→ Source passage:
------------------------------------------------------------------------

Technical Field
The present invention is directed to methods and systems for generating, rendering, manipulating and communicating ink data that reproduces a path of hand-drawn (freehand) stroke data and renders the path with style.
Description of the Related Art
Various handwriting input systems are known, which allow a user to input hand-drawn (or freehand) data by using a pen-shaped device. For example, electromagnetic resonance type pen-tablet input systems are known, which allow input of hand-drawn data including associated pen pressure and pen tilt data. As further examples, electrostatic type pen input systems are known, which generate capacitance between an implement and a (tablet) sensor surface similarly to how capacitance is created between a finger and the sensor surface. Still further, input systems that output relatively simple information such as gesture information derived from a collection of determined positions are also known.
Typically, hand-drawn data or stroke (path or trace) data inputted by a pen-shaped implement is usable in a single drawing application to generate raster data such as pixel data or image data. A need exists for methods and systems that permit hand-drawn data or stroke data generated by operating a variety of types of devices and applications, such as ink messaging, ink archiving and retrieval applications, e-mail, photo annotation, remote video conferencing applications, etc., to be shared amongst various devices. Digital ink or ink data (hereinafter “ink data”) is proposed to address such need. Typically raster data such as direct pixel data or image data is used, which is generated according to the setting of a particular application used to support a user's stroke input operation on an input device. The ink data, on the other hand, is intermediate data, which exists prior to rasterization of stroke data and which is in the form of vector data usable by a variety of applications. Sample ink data types are described in the following non-patent literature DOCUMENTS (D1) through (D4):    (D1) W3C, Recommendation 20, September 2011, “Ink Markup Language (InkML)”            (URL—http://www.w3.org/TR/2011/REC-InkML-20110920/)            (D2) Microsoft Corporation, et al., “Ink Serialized Format Specification” 2007            (URL—http://download.microsoft.com/download/0/B/E/0BE8BDD7-E5E8-422A-ABFD-4342ED7AD886/InkSerializedFormat(ISF)Specification.pdf)            (D3) W3C Working Draft 11, February 2014, “Scalable Vector Graphics (SVG) 2”            (URL—http://www.w3.org/TR/SVG2/); W3C Recommendation, 16 Aug. 2011, “Scalable Vector Graphics (SVG) 1.1 (Second Edition)” (URL—http://www.w3.org/TR/2011/REC-SVG11-201110816/)            (D4) W3C, “HTML5 A vocabulary and associated APIs for HTML and XHTML W3C Recommendation 28 Oct. 2014”            (URL—http://www.w3.org/TR/html5/)            (D5) Slate Corporation, et al., “JOT—A Specification for an Ink Storage and Interchange Format”, Version 1.0, September 1996
Briefly, the InkML (D1) and ISF (D2) data structures represent stroke data inputted by a pen-type device in a manner sharable amongst different applications. SVG (D3) provides a Web standard that permits drawing of a path defined by user-input control points as vector data, regardless of what type of pen device is used as an input device.

------------------------------------------------------------------------

→ Extracted data:
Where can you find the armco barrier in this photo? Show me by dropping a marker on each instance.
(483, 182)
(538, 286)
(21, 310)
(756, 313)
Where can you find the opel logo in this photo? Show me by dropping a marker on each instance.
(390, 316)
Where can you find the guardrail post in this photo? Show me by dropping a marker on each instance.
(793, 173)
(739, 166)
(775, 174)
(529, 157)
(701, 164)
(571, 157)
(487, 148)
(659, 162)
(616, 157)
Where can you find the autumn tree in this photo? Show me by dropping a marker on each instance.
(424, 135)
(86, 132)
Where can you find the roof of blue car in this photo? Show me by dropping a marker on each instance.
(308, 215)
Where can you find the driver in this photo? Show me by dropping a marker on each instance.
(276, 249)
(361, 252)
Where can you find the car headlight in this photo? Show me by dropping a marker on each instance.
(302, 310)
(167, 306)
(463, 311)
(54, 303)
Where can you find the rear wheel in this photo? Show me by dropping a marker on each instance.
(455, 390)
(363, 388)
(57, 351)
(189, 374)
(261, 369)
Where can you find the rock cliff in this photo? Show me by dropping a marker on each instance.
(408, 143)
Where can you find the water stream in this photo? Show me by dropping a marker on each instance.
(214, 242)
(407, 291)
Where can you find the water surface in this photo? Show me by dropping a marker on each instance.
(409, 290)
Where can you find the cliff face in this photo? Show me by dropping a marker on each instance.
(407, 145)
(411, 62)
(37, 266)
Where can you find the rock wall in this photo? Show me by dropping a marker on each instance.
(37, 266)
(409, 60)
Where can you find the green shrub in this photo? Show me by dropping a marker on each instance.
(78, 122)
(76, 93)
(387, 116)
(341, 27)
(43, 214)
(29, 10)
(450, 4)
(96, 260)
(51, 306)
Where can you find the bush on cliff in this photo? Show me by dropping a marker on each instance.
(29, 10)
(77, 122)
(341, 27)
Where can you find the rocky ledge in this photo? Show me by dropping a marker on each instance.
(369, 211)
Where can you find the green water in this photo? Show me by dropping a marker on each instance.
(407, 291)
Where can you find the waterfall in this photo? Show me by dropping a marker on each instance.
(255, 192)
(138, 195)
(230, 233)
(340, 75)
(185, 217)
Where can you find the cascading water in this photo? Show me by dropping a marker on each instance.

------------------------------------------------------------------------

→ Parts of the exercise:
1. In the ink data passage, which applications are named as examples of where hand-drawn or stroke data is generated and needs to be shared among devices?
2. Can you repeat, word for word, the part of the ink data passage starting with "Description of the" and going on through "are also known."?

→ Outputs for the tasks:
1.
- Ink messaging
- Ink archiving and retrieval applications
- E-mail
- Photo annotation
- Remote video conferencing applications

2.
Description of the Related Art
Various handwriting input systems are known, which allow a user to input hand-drawn (or freehand) data by using a pen-shaped device. For example, electromagnetic resonance type pen-tablet input systems are known, which allow input of hand-drawn data including associated pen pressure and pen tilt data. As further examples, electrostatic type pen input systems are known, which generate capacitance between an implement and a (tablet) sensor surface similarly to how capacitance is created between a finger and the sensor surface. Still further, input systems that output relatively simple information such as gesture information derived from a collection of determined positions are also known.